→ EXERCISE DIRECTIONS
Write out the listing below from the line containing "the grassy riverbank." to its last line, unaltered, ends included.

-- Begin SUPPLIED ENTRIES --

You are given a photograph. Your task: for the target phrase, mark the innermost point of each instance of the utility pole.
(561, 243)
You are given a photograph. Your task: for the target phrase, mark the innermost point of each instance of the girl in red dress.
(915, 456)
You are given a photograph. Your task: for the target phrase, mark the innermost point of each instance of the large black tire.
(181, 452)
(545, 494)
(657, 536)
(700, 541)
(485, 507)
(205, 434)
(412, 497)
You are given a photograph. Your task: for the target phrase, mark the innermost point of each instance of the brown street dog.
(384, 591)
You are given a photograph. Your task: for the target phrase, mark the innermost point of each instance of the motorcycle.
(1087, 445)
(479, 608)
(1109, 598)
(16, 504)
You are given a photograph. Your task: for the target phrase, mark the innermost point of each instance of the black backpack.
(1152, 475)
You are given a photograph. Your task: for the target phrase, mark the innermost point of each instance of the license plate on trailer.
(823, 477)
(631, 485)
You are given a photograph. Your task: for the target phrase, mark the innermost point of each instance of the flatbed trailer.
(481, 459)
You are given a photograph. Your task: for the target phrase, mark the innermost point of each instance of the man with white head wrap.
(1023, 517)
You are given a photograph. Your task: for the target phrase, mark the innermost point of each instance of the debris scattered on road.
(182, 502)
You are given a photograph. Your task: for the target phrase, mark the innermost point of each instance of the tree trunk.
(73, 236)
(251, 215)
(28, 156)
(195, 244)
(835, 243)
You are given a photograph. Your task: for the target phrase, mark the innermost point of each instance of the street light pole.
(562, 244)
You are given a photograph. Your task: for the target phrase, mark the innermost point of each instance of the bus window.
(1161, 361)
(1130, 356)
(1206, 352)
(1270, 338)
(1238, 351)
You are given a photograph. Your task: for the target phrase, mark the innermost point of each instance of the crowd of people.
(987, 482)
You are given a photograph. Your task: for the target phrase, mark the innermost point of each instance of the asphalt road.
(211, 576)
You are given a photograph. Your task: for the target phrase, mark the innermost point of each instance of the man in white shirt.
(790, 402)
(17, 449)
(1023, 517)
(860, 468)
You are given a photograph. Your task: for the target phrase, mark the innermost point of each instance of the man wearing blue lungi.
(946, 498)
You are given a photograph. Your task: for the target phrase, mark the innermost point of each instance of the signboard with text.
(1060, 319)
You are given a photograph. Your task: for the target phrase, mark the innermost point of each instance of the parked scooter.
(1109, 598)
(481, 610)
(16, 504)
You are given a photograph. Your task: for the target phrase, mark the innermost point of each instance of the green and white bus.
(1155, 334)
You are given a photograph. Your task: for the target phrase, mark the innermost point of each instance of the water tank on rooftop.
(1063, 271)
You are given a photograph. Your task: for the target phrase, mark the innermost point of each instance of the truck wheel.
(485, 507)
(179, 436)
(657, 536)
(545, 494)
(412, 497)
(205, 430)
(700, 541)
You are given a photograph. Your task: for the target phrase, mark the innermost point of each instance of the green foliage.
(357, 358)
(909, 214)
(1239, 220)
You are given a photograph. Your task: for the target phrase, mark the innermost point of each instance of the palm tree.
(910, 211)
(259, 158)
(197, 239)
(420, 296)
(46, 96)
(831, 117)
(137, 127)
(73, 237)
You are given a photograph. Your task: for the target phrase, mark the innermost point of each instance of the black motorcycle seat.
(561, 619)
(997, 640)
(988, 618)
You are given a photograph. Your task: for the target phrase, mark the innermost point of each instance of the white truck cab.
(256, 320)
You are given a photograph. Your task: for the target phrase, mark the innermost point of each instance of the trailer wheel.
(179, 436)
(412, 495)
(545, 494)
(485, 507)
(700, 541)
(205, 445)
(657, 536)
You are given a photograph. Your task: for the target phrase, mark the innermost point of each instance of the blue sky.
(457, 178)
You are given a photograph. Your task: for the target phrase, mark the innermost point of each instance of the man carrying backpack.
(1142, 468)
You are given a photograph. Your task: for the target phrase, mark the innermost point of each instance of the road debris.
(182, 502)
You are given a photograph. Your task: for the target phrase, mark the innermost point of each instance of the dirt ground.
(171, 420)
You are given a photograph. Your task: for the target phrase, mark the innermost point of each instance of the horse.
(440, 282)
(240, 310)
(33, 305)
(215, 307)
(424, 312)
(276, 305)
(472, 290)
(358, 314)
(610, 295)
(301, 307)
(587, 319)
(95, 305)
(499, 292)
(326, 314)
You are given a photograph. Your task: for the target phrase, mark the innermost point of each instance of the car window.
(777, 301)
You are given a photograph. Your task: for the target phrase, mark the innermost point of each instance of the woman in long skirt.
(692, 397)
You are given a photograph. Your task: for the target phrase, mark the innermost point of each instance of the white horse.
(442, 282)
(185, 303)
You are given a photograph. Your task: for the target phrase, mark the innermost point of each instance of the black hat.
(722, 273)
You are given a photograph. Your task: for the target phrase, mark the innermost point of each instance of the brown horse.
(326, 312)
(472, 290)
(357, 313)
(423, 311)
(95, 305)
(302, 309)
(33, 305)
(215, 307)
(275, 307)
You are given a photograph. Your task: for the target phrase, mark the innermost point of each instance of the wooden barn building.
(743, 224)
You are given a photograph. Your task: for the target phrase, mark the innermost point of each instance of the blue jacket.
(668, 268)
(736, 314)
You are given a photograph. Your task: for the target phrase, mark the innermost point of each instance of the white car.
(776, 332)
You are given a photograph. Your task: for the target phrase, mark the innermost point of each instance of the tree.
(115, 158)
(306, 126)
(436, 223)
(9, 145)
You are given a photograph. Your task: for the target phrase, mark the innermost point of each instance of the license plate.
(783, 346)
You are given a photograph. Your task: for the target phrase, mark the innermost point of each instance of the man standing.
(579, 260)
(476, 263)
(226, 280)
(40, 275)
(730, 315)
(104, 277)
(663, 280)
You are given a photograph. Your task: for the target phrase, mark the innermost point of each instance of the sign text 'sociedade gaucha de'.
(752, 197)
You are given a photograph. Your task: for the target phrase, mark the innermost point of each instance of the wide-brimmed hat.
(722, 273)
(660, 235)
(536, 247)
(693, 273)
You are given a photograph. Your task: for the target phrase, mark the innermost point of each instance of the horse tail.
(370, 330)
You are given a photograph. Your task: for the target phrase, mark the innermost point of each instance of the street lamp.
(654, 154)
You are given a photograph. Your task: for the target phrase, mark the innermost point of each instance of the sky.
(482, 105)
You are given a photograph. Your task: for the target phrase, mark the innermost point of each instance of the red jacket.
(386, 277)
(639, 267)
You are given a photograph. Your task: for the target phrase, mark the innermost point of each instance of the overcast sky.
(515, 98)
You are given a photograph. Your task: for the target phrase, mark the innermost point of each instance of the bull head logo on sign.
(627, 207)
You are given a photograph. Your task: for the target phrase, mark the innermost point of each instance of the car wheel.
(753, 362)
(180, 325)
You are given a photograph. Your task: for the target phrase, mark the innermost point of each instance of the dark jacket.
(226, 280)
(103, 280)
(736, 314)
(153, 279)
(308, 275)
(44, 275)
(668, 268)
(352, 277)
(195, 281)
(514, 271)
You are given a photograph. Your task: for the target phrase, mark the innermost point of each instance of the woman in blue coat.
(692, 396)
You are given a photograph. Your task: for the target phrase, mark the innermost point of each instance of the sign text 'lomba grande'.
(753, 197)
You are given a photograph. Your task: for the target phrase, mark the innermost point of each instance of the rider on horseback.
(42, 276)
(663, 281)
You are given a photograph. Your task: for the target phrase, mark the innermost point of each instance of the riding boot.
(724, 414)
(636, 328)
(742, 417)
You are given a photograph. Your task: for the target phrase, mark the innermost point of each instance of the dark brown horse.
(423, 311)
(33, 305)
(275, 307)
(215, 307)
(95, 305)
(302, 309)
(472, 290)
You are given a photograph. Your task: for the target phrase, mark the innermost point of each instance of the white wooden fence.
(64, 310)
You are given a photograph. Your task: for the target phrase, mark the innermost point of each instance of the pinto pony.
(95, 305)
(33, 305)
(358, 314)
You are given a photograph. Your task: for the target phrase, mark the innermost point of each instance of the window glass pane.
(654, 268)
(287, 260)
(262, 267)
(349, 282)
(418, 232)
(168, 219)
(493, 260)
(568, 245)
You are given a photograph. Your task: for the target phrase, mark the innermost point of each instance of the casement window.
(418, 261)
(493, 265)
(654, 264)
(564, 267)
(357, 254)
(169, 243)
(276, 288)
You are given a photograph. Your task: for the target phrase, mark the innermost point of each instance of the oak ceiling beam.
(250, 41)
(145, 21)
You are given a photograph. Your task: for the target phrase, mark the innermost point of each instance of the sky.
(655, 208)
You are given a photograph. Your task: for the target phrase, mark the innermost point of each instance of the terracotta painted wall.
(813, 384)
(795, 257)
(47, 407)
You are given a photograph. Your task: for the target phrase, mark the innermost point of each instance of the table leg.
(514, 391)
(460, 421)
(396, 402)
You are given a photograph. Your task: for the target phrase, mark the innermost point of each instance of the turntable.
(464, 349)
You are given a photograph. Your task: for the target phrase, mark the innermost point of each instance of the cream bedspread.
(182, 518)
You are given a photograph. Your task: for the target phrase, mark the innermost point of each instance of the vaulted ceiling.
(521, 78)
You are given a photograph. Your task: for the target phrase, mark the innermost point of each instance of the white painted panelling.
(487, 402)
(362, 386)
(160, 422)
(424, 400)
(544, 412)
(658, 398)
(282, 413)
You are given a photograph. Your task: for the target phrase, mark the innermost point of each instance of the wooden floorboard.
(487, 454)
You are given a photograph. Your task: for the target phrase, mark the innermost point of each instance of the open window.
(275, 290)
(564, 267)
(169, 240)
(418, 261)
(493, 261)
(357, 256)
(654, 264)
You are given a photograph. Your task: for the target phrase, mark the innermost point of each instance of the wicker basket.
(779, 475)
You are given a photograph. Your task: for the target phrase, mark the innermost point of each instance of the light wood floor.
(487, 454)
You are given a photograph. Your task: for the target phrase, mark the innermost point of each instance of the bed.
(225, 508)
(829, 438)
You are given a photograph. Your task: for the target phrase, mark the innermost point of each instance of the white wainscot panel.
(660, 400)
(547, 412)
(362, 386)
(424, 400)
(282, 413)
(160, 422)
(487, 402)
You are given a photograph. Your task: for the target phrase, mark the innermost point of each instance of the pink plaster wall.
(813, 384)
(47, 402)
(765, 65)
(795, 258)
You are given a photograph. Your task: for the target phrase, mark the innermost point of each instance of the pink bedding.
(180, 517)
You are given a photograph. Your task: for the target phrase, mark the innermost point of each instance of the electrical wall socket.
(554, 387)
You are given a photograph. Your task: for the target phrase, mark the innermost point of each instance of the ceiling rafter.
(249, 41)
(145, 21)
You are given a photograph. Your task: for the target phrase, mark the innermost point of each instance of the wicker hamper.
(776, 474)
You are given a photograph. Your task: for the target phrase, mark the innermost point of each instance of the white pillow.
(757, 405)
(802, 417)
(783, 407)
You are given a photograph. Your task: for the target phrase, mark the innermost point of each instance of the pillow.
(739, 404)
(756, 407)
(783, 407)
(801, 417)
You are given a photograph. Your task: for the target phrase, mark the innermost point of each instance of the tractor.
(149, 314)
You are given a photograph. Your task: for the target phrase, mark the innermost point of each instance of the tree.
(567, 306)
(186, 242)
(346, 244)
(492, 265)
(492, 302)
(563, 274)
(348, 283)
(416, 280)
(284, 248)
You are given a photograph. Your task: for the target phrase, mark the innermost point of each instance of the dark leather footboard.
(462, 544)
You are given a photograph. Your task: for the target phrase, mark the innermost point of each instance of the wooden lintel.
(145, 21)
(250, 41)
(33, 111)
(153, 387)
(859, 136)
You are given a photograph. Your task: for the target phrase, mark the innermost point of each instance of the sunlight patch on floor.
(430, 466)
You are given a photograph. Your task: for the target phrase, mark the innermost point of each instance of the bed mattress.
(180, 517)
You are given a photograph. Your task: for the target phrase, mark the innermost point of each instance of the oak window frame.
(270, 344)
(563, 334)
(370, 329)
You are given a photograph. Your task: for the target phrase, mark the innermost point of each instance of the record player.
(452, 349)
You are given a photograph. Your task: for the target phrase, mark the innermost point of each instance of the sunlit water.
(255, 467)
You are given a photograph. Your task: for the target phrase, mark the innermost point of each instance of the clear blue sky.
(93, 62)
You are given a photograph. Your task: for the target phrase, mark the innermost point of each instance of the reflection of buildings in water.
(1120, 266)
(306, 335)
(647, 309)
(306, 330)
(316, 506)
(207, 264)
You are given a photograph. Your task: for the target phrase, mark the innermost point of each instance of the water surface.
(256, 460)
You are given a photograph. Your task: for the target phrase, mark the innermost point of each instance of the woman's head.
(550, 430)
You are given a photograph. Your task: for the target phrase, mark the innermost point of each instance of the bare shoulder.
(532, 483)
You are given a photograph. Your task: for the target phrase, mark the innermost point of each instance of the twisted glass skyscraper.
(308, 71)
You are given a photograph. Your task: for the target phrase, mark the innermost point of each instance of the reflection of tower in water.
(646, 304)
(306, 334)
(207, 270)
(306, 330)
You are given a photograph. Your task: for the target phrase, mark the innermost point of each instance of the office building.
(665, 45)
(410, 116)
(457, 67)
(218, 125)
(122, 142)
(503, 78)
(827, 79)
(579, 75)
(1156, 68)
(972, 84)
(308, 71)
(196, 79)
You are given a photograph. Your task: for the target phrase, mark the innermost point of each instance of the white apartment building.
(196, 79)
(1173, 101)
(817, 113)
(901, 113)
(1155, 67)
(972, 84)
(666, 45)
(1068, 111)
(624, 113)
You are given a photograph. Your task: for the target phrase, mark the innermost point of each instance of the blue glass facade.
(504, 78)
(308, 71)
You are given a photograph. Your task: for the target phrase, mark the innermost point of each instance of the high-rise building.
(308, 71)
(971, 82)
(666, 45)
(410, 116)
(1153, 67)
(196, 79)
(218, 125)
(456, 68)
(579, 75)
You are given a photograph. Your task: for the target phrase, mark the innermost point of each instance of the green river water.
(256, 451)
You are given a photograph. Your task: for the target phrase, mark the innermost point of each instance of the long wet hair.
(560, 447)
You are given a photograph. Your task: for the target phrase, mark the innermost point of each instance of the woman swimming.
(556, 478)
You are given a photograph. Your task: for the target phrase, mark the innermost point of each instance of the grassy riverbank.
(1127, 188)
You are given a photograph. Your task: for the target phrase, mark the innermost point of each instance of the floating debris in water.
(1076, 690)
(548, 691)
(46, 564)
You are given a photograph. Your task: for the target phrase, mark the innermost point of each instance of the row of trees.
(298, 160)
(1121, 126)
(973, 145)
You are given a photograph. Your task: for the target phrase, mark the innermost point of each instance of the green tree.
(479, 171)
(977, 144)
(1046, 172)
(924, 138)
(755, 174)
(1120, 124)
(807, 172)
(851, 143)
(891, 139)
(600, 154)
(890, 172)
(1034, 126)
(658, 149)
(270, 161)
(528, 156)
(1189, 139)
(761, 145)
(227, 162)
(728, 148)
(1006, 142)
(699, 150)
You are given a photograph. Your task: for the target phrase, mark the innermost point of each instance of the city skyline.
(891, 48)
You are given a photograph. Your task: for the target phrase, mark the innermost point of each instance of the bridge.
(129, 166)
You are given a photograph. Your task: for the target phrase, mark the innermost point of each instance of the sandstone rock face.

-- End SUPPLIED ENTRIES --

→ WRITTEN ANSWER
You are given a photograph. Your task: for the target phrase, mark the innermost point of each instance of the grassy riverbank.
(1127, 188)
You are given a photograph. Your task: for the target phrase, mark the innermost point of each instance of the floating debris in water.
(1076, 690)
(548, 691)
(46, 564)
You are given a photograph. Your task: for the target phrase, mark the innermost point of each instance of the row of trees.
(298, 160)
(1121, 126)
(973, 145)
You are given a photograph. Your task: for the target phrase, mark the innermost point of each instance of the green tree.
(479, 171)
(977, 144)
(1046, 172)
(924, 138)
(755, 174)
(1120, 124)
(807, 172)
(851, 143)
(891, 139)
(600, 154)
(890, 172)
(1034, 126)
(658, 149)
(270, 161)
(528, 156)
(1189, 139)
(761, 145)
(227, 162)
(728, 148)
(1006, 142)
(699, 150)
You are given a photograph. Your task: for the target phrase, mark the innermost point of each instance of the city skyline.
(891, 48)
You are given a photograph. Your task: for the target phrase, mark the innermost point of each instance of the bridge.
(129, 166)
You are given a photograph. Your task: for the target phrase, mark the innermost point of each instance of the sandstone rock face.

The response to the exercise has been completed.